──────── Material to process ────────

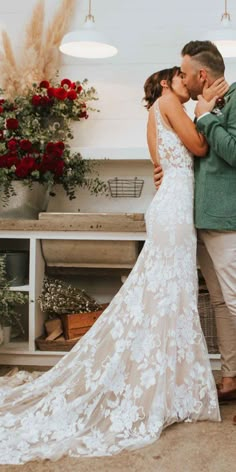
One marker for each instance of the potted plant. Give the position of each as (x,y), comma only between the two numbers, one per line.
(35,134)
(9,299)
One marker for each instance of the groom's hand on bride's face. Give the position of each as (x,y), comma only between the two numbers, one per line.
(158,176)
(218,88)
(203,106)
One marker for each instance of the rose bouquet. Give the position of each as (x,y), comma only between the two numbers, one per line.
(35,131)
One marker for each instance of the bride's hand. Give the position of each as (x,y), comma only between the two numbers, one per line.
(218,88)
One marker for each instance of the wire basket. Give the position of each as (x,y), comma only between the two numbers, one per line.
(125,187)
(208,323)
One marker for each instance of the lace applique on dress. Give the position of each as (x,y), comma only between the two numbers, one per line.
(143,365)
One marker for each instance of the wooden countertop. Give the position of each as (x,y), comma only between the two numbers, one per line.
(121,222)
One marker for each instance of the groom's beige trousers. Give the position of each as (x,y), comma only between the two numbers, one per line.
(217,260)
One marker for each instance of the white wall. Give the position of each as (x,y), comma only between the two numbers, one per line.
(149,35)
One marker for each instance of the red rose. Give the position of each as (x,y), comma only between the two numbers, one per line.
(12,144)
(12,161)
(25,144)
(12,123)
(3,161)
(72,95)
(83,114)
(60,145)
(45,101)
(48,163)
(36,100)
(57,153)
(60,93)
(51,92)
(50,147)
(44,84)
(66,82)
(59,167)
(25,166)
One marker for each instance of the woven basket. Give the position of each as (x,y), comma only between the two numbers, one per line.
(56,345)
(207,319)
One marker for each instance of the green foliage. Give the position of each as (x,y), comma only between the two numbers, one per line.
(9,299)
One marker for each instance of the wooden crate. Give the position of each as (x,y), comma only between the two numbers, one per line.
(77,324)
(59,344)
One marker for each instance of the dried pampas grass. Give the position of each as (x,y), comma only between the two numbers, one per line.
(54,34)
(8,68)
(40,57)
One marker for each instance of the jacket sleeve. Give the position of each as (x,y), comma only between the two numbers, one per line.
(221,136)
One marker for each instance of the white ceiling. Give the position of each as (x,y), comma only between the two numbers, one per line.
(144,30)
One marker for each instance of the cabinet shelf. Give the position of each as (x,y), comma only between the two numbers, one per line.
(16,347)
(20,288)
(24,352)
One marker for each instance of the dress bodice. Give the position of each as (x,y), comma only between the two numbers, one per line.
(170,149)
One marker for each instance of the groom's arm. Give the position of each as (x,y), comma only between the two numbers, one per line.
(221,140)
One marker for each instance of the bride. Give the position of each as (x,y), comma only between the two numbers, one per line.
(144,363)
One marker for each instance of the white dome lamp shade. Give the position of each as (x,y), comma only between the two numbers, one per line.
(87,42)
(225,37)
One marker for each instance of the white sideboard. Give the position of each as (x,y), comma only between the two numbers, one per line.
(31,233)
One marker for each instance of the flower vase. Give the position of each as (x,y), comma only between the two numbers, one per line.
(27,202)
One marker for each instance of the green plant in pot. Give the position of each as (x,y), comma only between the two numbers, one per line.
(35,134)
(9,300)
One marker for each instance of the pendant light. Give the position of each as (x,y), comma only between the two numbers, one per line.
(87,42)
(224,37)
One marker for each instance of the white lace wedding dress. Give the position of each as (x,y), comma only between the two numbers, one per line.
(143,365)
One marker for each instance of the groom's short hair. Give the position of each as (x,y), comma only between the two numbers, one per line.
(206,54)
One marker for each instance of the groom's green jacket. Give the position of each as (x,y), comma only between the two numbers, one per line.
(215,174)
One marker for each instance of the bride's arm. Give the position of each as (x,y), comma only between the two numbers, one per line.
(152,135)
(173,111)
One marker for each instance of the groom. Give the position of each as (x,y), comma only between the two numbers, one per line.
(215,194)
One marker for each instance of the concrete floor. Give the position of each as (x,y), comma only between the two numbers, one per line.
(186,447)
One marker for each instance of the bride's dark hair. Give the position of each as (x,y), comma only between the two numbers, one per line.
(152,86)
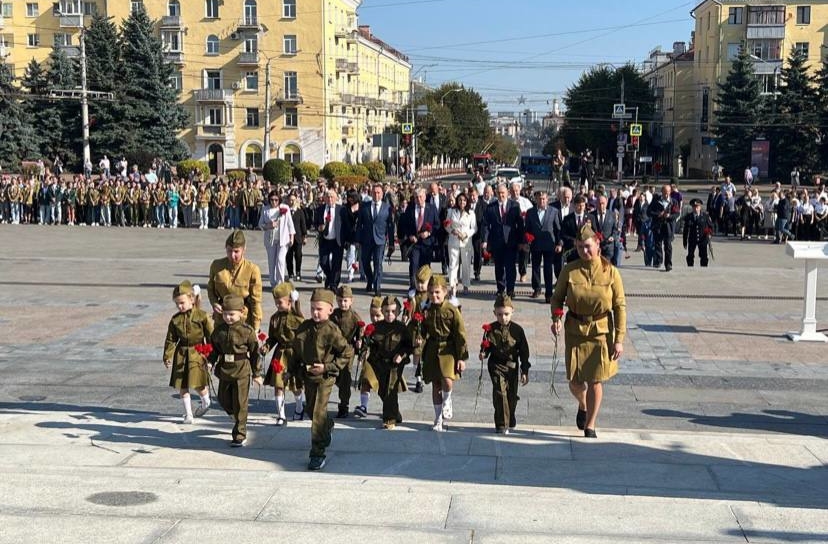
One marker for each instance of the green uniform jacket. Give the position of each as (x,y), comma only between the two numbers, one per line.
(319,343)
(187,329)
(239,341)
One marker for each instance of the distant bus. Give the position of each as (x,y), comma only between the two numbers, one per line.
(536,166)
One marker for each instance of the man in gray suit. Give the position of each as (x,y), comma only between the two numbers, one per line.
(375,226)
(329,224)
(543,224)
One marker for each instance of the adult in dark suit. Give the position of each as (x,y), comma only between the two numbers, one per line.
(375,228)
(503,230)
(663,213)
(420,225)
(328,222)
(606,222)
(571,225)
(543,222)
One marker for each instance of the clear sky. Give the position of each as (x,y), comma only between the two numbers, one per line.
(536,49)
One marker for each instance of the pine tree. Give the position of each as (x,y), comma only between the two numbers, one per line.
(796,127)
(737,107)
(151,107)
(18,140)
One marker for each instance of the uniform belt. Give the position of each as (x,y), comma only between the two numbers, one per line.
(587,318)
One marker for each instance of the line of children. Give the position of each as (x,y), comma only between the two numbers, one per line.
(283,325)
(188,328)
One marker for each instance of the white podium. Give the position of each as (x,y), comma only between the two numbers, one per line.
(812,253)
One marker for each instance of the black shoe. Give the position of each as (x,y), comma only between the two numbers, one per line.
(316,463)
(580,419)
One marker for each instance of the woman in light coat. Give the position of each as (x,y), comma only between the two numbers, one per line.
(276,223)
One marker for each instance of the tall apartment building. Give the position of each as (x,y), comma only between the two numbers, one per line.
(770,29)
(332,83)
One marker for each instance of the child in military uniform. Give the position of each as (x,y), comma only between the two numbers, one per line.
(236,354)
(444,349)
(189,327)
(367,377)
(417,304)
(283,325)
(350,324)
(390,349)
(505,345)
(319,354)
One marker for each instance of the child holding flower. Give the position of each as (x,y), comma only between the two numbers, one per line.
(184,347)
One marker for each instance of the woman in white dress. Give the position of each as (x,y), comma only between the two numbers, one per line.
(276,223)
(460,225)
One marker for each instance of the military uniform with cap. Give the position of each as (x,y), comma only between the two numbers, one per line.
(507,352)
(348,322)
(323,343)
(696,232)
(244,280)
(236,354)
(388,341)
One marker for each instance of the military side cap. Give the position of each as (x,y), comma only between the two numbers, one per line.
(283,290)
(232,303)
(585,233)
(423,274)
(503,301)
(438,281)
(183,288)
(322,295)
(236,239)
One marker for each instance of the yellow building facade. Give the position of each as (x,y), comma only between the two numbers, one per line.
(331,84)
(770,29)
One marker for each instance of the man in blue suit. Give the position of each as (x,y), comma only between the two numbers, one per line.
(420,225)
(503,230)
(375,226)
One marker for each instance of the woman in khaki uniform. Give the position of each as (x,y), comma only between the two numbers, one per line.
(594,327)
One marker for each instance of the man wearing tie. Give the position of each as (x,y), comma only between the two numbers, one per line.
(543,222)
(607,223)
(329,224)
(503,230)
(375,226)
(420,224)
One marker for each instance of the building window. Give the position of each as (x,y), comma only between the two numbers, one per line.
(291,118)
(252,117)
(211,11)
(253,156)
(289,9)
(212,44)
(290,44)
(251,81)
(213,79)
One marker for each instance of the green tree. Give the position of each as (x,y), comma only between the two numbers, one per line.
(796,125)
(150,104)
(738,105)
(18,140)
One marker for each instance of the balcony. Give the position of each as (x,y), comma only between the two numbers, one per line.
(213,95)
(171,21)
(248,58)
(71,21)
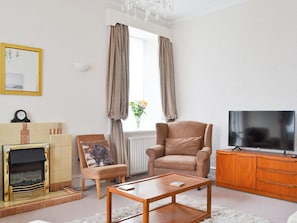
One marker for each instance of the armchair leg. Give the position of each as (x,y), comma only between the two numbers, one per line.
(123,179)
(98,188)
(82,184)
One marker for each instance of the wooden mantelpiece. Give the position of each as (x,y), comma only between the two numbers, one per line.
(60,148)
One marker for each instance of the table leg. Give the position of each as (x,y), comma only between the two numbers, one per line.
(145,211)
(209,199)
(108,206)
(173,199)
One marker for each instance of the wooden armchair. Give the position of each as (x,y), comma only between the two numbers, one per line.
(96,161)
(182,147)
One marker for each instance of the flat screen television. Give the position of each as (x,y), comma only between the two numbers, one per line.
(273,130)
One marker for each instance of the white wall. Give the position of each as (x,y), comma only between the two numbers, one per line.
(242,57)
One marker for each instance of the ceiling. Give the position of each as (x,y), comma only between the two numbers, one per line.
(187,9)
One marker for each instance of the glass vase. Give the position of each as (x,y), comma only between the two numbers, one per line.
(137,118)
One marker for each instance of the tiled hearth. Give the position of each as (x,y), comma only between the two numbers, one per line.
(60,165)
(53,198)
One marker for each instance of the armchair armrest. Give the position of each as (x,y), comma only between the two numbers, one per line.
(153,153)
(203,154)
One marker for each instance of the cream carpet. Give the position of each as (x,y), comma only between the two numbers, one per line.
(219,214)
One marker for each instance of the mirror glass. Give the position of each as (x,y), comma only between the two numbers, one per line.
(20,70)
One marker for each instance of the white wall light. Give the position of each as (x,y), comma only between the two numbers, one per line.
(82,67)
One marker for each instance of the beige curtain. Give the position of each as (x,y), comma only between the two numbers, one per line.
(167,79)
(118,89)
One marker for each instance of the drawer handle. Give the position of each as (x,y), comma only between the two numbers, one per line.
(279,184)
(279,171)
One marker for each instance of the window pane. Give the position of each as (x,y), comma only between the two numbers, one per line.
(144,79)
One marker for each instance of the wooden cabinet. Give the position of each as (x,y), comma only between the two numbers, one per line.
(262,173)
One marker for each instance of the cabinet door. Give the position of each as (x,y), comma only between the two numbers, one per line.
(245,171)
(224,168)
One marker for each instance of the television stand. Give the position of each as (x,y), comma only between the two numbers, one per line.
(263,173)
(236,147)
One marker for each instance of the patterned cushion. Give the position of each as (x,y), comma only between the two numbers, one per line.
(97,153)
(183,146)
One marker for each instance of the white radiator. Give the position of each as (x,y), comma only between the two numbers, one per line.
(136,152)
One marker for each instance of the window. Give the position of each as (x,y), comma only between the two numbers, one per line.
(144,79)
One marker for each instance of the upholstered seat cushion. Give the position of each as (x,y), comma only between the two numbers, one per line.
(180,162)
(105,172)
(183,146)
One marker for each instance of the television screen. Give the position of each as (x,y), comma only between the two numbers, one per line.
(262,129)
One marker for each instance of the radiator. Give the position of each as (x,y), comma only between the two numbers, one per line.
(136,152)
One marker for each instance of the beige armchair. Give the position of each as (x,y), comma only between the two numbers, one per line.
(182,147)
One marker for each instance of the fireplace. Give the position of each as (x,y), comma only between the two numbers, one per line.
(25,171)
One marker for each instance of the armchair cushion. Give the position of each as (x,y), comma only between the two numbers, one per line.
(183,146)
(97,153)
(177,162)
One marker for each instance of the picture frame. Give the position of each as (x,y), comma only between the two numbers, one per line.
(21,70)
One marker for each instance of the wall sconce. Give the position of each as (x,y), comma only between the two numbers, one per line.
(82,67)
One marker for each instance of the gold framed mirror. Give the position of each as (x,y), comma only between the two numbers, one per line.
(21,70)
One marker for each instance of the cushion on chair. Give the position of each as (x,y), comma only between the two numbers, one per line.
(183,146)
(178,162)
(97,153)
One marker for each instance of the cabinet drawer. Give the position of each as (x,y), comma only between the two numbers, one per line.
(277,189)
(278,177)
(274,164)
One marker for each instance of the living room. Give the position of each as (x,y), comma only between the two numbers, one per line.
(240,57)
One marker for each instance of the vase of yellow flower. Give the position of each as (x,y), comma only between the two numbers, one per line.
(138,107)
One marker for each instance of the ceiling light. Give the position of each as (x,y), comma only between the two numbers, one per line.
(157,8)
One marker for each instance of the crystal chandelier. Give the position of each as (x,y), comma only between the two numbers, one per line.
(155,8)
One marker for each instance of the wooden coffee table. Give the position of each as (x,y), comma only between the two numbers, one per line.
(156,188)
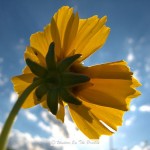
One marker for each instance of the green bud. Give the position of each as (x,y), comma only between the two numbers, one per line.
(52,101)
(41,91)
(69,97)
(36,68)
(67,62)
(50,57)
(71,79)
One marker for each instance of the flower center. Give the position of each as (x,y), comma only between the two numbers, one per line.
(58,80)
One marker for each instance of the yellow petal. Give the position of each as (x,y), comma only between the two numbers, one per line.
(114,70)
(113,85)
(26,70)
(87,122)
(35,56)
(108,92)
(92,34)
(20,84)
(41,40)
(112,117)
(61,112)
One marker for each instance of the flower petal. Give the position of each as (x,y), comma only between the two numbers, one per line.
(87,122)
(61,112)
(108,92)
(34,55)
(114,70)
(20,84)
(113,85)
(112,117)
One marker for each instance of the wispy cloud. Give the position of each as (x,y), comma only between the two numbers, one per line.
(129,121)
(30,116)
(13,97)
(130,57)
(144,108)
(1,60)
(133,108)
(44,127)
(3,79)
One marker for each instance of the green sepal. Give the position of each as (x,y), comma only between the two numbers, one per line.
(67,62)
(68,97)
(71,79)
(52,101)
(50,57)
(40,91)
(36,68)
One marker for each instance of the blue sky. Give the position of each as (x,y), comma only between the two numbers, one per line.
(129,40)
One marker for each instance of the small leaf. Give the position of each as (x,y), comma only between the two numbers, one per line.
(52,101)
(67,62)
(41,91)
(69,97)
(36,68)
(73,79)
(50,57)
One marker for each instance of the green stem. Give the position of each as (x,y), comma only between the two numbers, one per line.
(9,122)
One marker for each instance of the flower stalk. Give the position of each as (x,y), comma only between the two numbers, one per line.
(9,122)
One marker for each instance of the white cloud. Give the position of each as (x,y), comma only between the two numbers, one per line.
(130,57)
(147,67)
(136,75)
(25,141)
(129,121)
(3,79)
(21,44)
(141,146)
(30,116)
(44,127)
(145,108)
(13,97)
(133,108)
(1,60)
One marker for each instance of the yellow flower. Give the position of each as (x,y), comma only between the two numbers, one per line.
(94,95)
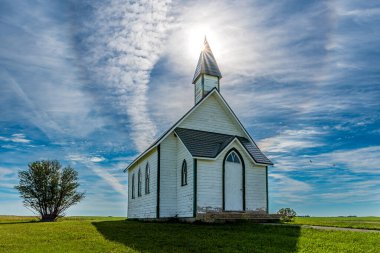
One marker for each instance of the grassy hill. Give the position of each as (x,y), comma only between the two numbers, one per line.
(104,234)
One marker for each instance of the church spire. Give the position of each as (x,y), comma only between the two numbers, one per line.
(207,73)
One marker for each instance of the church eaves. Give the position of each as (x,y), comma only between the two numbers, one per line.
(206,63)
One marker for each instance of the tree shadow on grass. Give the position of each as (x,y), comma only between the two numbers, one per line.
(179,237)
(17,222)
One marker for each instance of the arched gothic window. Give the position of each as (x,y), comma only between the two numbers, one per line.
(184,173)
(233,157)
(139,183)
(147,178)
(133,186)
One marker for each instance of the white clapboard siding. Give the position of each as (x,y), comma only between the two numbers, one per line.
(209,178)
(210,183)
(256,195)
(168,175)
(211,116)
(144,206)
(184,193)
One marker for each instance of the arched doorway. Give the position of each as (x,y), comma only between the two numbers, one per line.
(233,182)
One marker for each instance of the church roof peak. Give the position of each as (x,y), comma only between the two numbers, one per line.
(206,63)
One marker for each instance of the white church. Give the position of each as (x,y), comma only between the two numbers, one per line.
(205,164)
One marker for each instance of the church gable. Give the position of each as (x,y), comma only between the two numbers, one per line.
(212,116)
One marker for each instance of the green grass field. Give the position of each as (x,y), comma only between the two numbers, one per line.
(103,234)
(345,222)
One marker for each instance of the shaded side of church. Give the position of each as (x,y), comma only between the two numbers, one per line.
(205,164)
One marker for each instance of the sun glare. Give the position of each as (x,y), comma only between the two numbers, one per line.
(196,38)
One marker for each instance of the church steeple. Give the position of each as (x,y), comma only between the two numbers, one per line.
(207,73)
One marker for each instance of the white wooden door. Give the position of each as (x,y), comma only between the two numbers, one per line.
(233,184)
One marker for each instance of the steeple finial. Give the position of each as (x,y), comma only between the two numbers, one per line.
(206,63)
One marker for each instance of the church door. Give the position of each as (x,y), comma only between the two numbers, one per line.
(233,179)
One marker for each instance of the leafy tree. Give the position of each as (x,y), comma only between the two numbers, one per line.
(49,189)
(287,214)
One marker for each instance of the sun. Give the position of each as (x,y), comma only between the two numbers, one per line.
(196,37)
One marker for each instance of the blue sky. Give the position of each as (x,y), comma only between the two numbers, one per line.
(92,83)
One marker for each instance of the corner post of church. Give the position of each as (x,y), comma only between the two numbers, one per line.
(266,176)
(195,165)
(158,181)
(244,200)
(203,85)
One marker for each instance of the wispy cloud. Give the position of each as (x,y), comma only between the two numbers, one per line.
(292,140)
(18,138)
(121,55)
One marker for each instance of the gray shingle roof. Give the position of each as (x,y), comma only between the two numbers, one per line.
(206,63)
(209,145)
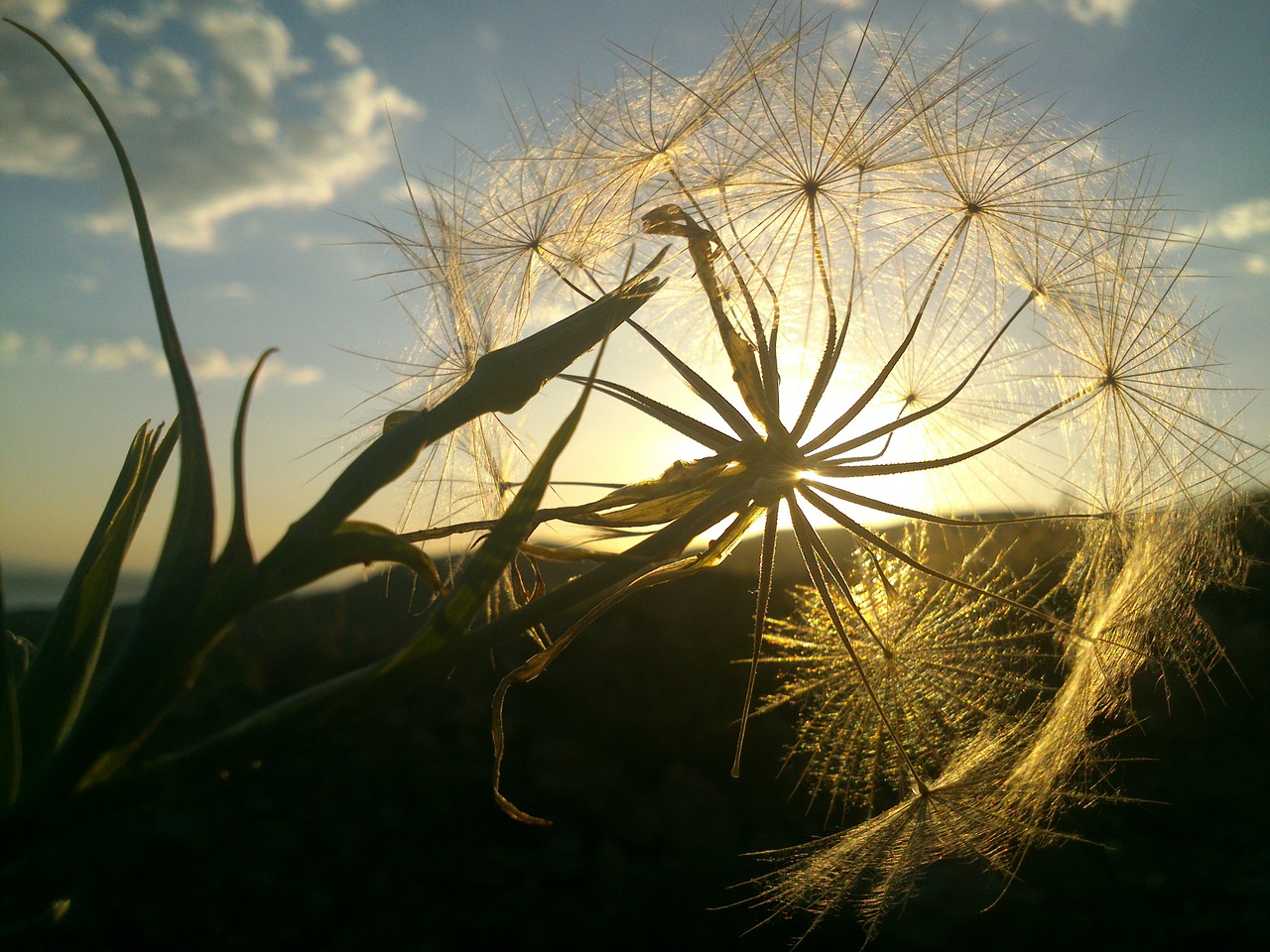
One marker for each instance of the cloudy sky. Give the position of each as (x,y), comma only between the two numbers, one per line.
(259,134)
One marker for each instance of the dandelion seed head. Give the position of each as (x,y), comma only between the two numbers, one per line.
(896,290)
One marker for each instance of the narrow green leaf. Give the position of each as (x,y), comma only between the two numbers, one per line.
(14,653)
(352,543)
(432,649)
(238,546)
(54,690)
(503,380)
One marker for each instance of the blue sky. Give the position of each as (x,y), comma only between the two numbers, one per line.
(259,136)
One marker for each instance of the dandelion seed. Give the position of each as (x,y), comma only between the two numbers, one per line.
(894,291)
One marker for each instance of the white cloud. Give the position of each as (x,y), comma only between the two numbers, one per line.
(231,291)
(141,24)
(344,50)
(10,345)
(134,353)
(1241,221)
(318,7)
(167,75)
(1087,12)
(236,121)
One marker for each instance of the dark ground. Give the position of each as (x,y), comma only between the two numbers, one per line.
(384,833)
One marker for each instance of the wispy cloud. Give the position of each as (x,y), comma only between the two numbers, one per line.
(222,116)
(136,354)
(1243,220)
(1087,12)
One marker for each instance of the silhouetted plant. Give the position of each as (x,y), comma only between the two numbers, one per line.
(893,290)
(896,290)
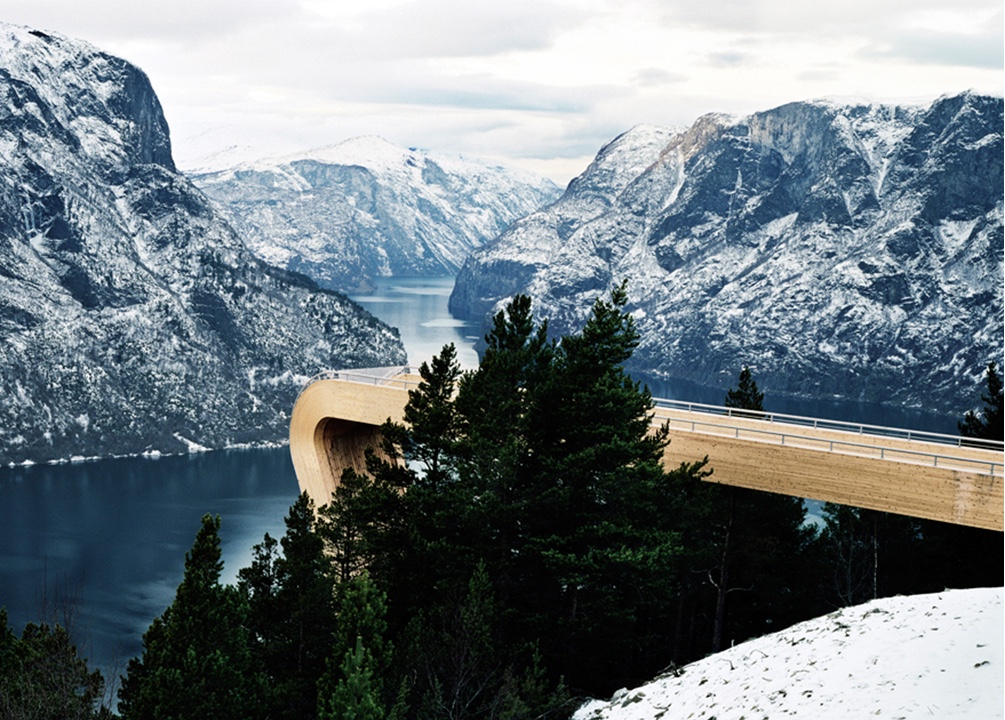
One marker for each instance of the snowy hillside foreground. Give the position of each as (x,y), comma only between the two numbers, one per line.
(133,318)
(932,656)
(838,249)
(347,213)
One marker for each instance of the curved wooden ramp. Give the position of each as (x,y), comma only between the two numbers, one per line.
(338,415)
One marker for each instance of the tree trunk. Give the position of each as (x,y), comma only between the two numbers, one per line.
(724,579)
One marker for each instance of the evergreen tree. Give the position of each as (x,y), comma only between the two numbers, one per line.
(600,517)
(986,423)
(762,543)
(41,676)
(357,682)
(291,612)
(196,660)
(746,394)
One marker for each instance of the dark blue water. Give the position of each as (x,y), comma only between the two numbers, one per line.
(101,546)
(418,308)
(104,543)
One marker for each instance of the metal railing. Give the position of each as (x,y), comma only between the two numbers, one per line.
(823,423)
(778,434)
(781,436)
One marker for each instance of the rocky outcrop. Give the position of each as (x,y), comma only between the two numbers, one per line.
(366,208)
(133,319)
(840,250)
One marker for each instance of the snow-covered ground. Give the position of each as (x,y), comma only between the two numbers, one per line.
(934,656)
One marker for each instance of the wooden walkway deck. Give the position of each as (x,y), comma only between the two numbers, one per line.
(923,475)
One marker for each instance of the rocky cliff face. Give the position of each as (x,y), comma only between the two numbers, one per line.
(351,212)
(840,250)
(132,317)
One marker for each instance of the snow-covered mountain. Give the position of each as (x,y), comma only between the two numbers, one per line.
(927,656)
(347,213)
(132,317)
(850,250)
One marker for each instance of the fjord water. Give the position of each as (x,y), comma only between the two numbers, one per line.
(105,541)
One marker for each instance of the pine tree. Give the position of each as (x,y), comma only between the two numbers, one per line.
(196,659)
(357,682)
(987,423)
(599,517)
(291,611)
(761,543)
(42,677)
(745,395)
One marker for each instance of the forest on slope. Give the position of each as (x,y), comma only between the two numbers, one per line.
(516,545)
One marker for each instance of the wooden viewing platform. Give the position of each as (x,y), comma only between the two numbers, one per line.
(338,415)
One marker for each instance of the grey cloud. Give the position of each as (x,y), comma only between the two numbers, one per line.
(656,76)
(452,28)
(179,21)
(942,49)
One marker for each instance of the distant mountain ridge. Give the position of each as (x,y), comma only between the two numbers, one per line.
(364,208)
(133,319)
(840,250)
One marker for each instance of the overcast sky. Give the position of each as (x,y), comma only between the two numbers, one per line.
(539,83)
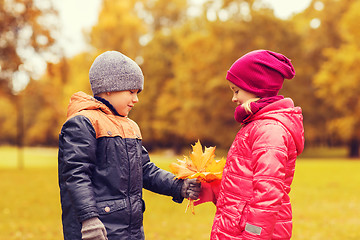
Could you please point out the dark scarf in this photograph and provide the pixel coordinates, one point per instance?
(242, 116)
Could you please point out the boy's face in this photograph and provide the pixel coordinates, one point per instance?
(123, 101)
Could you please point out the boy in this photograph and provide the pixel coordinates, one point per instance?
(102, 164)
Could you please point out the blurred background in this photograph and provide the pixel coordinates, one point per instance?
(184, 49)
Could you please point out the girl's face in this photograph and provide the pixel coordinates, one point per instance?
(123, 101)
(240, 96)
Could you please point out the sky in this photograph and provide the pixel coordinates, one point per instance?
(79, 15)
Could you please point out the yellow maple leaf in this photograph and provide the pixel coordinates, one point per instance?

────────

_Problem_. Starting at the line that contains "Could you please point out the boy in", transcribe every line through the last line of the entries above, exactly, and nothing else.

_Response area_.
Could you please point out the boy in this photograph and provide the pixel coordinates, one point per instance?
(102, 164)
Could you please point out the blurred background in this photograph and provide the pixel coordinates, one point per instance?
(184, 49)
Could you please point out the girl's face in this photograph and provide the pixel coordinates, one point per instance?
(123, 101)
(240, 96)
Could you please point out the sky in this photograph and provide the pixel coordinates, one point per instance?
(79, 15)
Could you please point out the yellow maple leaf in this photograph and provide the pixel coordinates, one point per instance?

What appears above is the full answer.